Mopey, its true. maybe its not much about bills to pay and forms to fill in but more about my dad losing his temper with me, reprimanding me for not knowing how to do things, for not understanding things and for not having a little more patience with me. but on the other hand, i KNOW that if i do really need his help he is there. he may have no good manners, no sweet voice, he may not be patient or be good at teaching because he expects others to know what he already knows, but when i need him, practically at least, he is there. he may not be good with words, not good with expressing love or emotions but he shows me anytime i need it, that he is there with me and for me and i've learned to accept that as his way to show love. its almost making me crying now ;( but its the truth.
but yes, im so mad that life is so difficult, that bills arrive every 15 days and that i only seem to work to keep paying bills and little else (pizza with my friend is the only luxury i concede myself). so yes, f*k life and f*k the system too.
Mickey, i did contact my T, we exchanged a few texts she more than once checked on me if i was still there. i appreciated it of her and have prepared another letter to thank her again and quit, yes. thats my plan for now…. and yes, Mopey, the last 2-3 times we did touch heavy stuff like CSA and how it affected and is affecting my every single relationship with men so much that i do not think i can have one at all in my whole life. its not distorted perception, its the truth.
tonight i couldnt sleep half of the night because i was overloaded with thoughts about what i need to do. i wrote down some thing but on others i'll have to work on a little more. maybe i'll ask 2 hours of leave to do what im planning on to do. and i feel such a coward sh|t because of all the support you've given me here that i do not deserve but i truly dont think i can make it. not for long. we'll see in the next days.

The data —
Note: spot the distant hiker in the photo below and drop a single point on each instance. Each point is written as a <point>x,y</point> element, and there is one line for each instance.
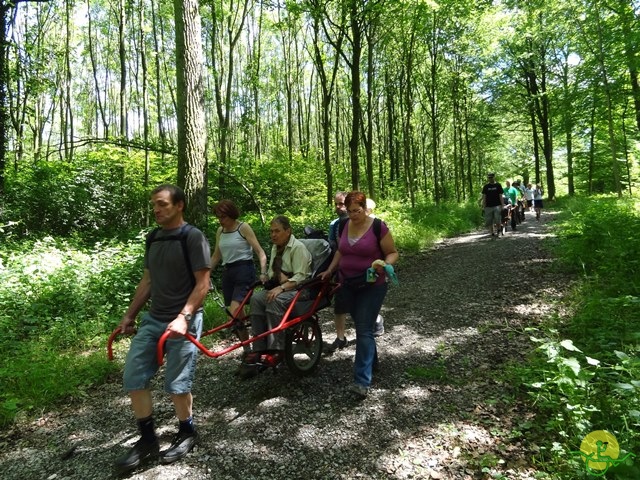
<point>538,192</point>
<point>493,203</point>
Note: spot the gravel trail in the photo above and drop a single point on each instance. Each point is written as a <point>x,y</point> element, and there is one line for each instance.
<point>436,410</point>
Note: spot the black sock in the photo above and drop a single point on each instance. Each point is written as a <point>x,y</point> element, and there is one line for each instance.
<point>187,426</point>
<point>146,429</point>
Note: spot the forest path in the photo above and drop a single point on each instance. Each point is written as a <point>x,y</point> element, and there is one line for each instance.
<point>437,408</point>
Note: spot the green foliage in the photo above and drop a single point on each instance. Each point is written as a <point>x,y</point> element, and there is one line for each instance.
<point>97,195</point>
<point>59,300</point>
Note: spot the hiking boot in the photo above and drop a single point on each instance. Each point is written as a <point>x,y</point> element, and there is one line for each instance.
<point>379,330</point>
<point>337,344</point>
<point>360,391</point>
<point>180,446</point>
<point>136,454</point>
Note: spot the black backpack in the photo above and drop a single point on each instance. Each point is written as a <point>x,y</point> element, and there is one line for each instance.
<point>181,236</point>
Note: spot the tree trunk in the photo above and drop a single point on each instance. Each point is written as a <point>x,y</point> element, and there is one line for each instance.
<point>192,136</point>
<point>4,117</point>
<point>356,102</point>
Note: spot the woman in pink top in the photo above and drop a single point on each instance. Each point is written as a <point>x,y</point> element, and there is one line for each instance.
<point>359,250</point>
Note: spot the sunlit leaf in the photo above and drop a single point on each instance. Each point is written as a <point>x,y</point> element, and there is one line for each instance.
<point>568,344</point>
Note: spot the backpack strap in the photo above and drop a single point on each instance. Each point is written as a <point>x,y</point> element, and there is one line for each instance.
<point>182,235</point>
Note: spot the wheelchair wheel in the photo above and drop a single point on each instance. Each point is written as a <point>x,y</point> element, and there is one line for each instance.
<point>303,347</point>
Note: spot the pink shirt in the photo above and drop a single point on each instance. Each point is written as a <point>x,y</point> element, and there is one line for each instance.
<point>357,257</point>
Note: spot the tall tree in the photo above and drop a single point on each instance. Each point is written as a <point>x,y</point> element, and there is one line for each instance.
<point>192,136</point>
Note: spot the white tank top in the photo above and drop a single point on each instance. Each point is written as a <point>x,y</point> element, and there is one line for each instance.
<point>234,247</point>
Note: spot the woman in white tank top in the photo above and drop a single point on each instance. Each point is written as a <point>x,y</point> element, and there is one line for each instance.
<point>236,244</point>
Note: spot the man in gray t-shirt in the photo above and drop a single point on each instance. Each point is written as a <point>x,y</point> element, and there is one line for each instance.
<point>176,291</point>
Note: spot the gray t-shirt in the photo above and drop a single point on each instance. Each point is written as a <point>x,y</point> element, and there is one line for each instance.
<point>171,282</point>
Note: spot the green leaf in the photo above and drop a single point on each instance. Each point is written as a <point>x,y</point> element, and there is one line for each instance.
<point>621,355</point>
<point>568,344</point>
<point>593,361</point>
<point>573,364</point>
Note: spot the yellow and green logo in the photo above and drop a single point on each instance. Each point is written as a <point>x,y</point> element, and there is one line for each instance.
<point>600,451</point>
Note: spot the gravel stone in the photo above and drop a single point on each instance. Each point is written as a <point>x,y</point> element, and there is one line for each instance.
<point>435,409</point>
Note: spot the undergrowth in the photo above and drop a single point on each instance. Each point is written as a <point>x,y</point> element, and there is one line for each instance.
<point>585,373</point>
<point>61,297</point>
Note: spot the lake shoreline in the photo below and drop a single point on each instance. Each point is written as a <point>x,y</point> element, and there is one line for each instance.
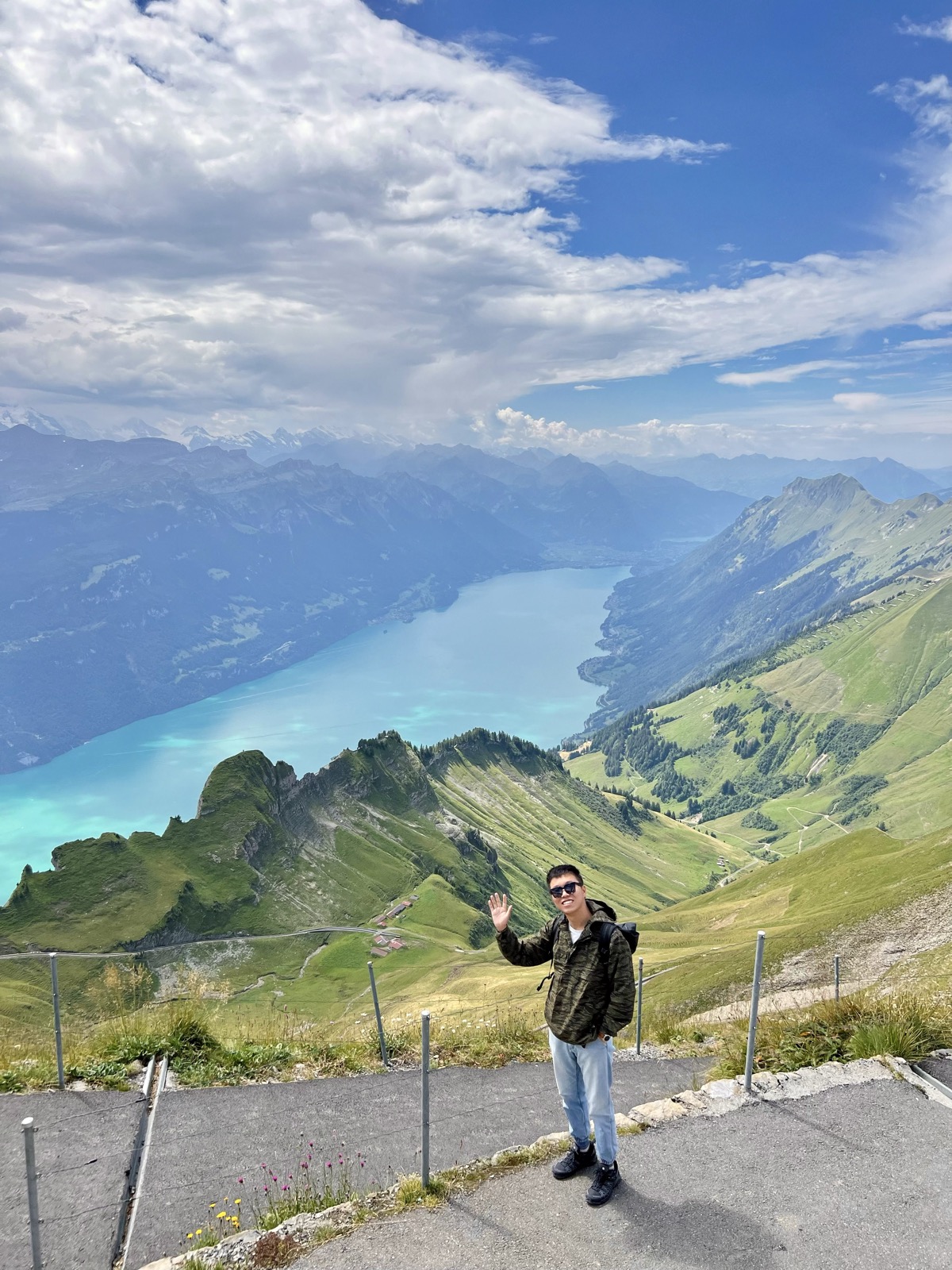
<point>479,662</point>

Try it —
According to the post, how often do bills arrive?

Answer to the exercise —
Every 15 days.